Collection entries:
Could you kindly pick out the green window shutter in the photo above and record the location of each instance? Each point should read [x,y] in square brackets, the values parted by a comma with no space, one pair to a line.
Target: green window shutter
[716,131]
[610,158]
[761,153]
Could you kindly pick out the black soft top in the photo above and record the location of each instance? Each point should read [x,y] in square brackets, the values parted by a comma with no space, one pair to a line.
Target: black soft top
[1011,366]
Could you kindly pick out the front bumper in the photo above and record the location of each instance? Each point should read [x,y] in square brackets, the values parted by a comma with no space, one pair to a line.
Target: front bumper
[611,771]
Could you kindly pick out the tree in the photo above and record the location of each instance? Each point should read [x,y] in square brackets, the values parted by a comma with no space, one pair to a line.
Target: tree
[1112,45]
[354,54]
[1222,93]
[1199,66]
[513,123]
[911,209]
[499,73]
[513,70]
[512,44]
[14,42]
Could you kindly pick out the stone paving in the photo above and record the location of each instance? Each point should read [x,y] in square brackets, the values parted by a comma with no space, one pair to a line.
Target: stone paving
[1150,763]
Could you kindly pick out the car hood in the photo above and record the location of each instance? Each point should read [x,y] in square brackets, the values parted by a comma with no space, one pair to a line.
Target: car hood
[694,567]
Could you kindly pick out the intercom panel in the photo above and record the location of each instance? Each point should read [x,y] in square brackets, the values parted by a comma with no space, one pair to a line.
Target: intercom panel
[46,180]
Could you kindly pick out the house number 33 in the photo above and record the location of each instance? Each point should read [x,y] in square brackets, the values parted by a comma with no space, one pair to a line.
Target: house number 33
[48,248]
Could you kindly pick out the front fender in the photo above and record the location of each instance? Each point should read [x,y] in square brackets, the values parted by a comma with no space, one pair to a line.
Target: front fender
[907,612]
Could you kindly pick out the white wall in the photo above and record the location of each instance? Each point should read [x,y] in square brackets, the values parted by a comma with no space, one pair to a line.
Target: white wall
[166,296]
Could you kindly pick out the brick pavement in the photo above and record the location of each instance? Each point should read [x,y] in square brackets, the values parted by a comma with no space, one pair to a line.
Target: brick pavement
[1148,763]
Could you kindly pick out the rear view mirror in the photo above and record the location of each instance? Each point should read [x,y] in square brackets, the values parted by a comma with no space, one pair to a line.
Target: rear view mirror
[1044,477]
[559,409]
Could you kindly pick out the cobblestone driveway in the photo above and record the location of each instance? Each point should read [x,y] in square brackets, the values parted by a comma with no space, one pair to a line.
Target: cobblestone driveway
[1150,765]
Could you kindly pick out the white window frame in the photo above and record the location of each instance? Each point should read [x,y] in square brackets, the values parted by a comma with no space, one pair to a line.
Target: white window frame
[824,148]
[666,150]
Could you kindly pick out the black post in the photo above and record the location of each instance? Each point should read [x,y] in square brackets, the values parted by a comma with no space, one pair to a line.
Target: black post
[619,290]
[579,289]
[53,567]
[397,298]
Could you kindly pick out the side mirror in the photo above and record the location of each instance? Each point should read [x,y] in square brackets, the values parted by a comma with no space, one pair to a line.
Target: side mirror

AIM :: Please rewrite all the entries, changing "one pair to a line" to "one pair per line" wherever it occurs and leaving everything else the same.

EXERCISE SOLUTION ::
Could you kindly pick out the green window shutter in the photo above and record the location of each instance? Each point should read [x,y] in square brackets, the values parted by a comma with no space, one pair per line.
Target: green window shutter
[716,131]
[610,158]
[761,153]
Could you kindly pick out the black soft top in the photo above and record the location of each instance? Each point should read [x,y] in square brackets, the values parted by a comma with no space, one pair per line.
Target: black soft top
[1011,366]
Could you kindly pick out the front bumper in the photo above and record the location of each instance? Each point should read [x,y] in square brackets, the values parted by a comma with no space, one pair per line.
Target: front bumper
[611,771]
Could you kindly pick out the tree in the photo above and record the location of each instance? Each point should read [x,y] in square brackets, the values parted by a comma with no space, one pair per line.
Target: tree
[1112,45]
[354,54]
[1222,93]
[1199,66]
[513,123]
[911,209]
[499,73]
[513,70]
[512,44]
[14,42]
Could you kindly pick out the stone paving in the photo above and record the location of each instance? Each point should read [x,y] in square brackets, the values parted by a comma with no space, one pair per line.
Target: stone paving
[1150,763]
Could you kindly pick out the car hood in the photo above and record the location of each instance? Each point should read [x,y] in square brackets, the values parted by a comma with no space, one pair per line.
Target: car hood
[694,567]
Could you kindly pick out the intercom panel in the photo above and record the location of each instance? Each point should read [x,y] in square brackets, the values parted by a comma with no space, one pair per line.
Target: intercom panel
[46,180]
Could you kindly pick out the house number 33 in the photo above and record the location of each instance? Each point should read [x,y] in square brackets, the values parted by a comma with no space, one pair per line.
Target: house number 33
[48,248]
Could you kindly pick out the front fender in the photo above and record the location of each instance? Each point should read [x,y] in square brackets, the values parted by a comma with no space, one pair per line.
Target: front fender
[907,612]
Could you kindly pick out the white wall in the photo above and record the location of each instance? Each point should read [x,y] in square brackets, the values parted by a comma with no space, one pair per line.
Target: white wall
[166,296]
Could you kindly pick out the brick pavement in the photo above and record the location of each instance? Each point should read [x,y] in square brackets, the values parted by a comma with no space, one pair per line.
Target: brick pavement
[1148,763]
Could you kindly pick out the rear view mirror in the photo above and record the location of each instance? Each point should read [x,y] in square brackets, the values parted by a comma with no space, one pair per line.
Target: rear view mirror
[1044,477]
[559,409]
Could you kindly pick out the cobblestone driveway in the photo above and record the location of each instance? Each point should read [x,y] in square brackets, the values parted by a comma with no space, one pair per line.
Target: cobblestone driveway
[1150,765]
Could you kindly pick out the white window frame in the photo above and record the location of each instance? Each point should read [x,y] in square brackets, the values parted by a comma with no space, one pair per line.
Target: white window frame
[824,148]
[666,150]
Could you kindly pick out the black post in the photo above and record the location of each instance? Each point should read [x,y] in square brackets, the values parted by a comma with no space, one pair per line.
Target: black post
[619,290]
[579,289]
[53,567]
[397,298]
Could you kindly pick out the side mirror in the photo above and record the location of each instance? Each point should read [x,y] in square brackets, the values parted by a comma with no space, one pair per line.
Target: side mirror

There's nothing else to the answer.